> [Text]
Turn The Page

Posted on 10th July 2009

I'm currently preparing myself for YAPC::Europe 2009. My talks are pretty much done, but I still need to fine tune some of the slides, particularly my big talk needs some additional work on its structure, so I don't labour the points. Also for the first time ever, I'm planning to submit a YAPC Lightning Talk. After talking with Mark Keating in Pittsburgh, he asked me to submit a lightning talk to the next NorthWestEngland Perl Mongers' technical meeting. As such I cut down my The Statistics of CPAN talk and gave it a go. The talk was supposed to be 5 minutes. However, 8 minutes later I finished! I guess I still need to cut a few more slides :) Thankfully Mark videoed the night, so I'm hoping I can critique my own performance, and fine tune what I say and the slides I use. Then I can really relax :)

Well not entirely. I've attended every YAPC::Europe conference and I'm now part of the YEF Venue Committee. While I have enjoyed attending YAPC::NA since 2005 in Toronto, I still feel an outsider. In some respects that's good, as it gives me a different perspective. One thing that has struck me over the years is that with every YAPC::NA organising team, there has been usually just one prominent member who is involved with the larger Perl community. In Europe there seems to be at least two (if not more) from each team who are known outside of their local user group. There are many other differences, but it's all helping me to add content for the book I'm writing.

After I helped to organise YAPC::Europe 2006 in Birmingham, I looked at rewriting the YAPC documentation that was available at the time. The previous version had been very US centric and many aspects were no longer applicable to any conference. More importantly, there were many more aspects to organising a conference that were missing. My initial rewrite is still online and hasn't been updated since, which is a shame, as I always hoped that the document would be a living document, with organisers from each year and around the world, helping to add their experiences to the document for future organisers.

(Data drawn from a collection)
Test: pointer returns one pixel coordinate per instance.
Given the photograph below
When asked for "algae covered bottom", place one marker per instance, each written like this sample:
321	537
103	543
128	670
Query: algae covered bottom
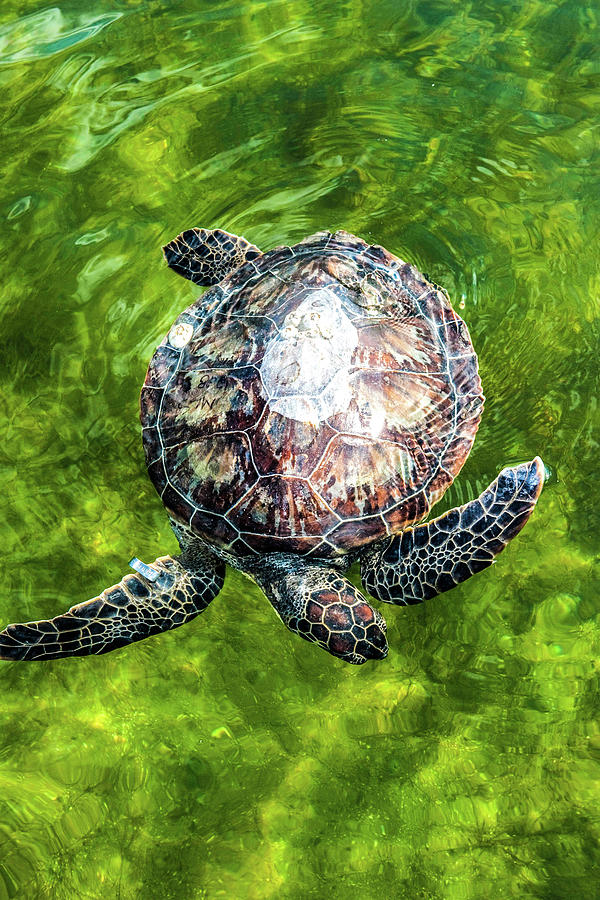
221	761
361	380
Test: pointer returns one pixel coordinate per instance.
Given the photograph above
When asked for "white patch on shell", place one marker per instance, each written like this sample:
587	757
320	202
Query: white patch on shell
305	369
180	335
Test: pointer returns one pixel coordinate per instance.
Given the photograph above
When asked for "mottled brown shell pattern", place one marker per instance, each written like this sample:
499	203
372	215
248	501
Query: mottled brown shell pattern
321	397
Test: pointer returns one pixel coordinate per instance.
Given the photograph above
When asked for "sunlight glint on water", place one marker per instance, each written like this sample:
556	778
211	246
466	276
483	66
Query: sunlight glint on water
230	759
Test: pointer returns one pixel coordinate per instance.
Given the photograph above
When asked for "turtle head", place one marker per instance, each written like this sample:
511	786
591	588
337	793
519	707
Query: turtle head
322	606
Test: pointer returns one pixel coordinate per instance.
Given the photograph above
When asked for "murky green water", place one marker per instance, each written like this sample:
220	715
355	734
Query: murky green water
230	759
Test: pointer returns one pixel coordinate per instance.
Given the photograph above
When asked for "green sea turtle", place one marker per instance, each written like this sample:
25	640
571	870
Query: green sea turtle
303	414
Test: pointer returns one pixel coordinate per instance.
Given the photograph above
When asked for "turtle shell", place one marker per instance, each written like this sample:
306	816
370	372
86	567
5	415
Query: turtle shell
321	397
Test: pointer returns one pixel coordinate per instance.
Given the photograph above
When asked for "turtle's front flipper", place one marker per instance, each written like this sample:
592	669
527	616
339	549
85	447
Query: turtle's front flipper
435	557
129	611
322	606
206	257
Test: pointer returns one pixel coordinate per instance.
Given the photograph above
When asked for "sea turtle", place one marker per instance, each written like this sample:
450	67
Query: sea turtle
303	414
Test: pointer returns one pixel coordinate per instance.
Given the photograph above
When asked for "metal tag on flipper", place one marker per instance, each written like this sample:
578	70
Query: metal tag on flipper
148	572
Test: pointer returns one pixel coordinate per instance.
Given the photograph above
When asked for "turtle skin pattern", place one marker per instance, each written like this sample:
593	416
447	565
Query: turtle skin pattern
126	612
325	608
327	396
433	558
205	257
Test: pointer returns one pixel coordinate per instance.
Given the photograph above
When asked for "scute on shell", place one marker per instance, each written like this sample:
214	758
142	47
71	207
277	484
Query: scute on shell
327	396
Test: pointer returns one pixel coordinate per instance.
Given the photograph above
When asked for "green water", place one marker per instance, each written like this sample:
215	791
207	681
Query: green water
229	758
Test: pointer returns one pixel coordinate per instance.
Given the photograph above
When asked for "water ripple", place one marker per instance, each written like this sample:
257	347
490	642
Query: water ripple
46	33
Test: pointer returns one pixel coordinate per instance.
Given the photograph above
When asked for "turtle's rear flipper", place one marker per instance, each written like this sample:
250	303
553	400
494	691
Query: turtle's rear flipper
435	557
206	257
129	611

> [Instruction 1] Translate the sentence "The talk was supposed to be 5 minutes." from the YAPC post into Spanish.
> [Instruction 2] Carry on the YAPC post from its final sentence with a few more sentences in the same voice.
The entries are material of their own and have nothing to do with the YAPC post.

> [Task response 1] Se suponía que la charla duraría 5 minutos.

> [Task response 2]
As further updates haven't happened, I started to plan a rewrite the document again. Except it quickly became clear that this wasn't going to be a short update. Having witnessed the differences in more recent years between the NA and Europe YAPCs, there were many additions I wanted to make. From compiling and presenting bids, to the actual conference organising and communicating with sponsors, (potential) attendees and the wider IT community. As such, it quickly looked like I was better working on writing a book. I'm hoping that the result will be applicable to anyone organising an open source event, big or small, and will help to improve the conference experience for organisers and attendees alike.

But there was another aspect to writing it as a book that I wanted to help with, and that's promotion. Particularly with YAPCs, promotion to the community has usually been very good. There have been some hiccups along the way, but mostly it works out for the good. But the promotion to the general Open Source communities or the IT media is usually very lacking. Occasionally I come across people who have used Perl, but have no idea that YAPCs would be a good experience for them to learn more. By presenting a guide to organising a YAPC in book form, I'm hoping that it will help to promote how professional the YAPC conferences have become, and maybe inspire more sponsors to get involved too :)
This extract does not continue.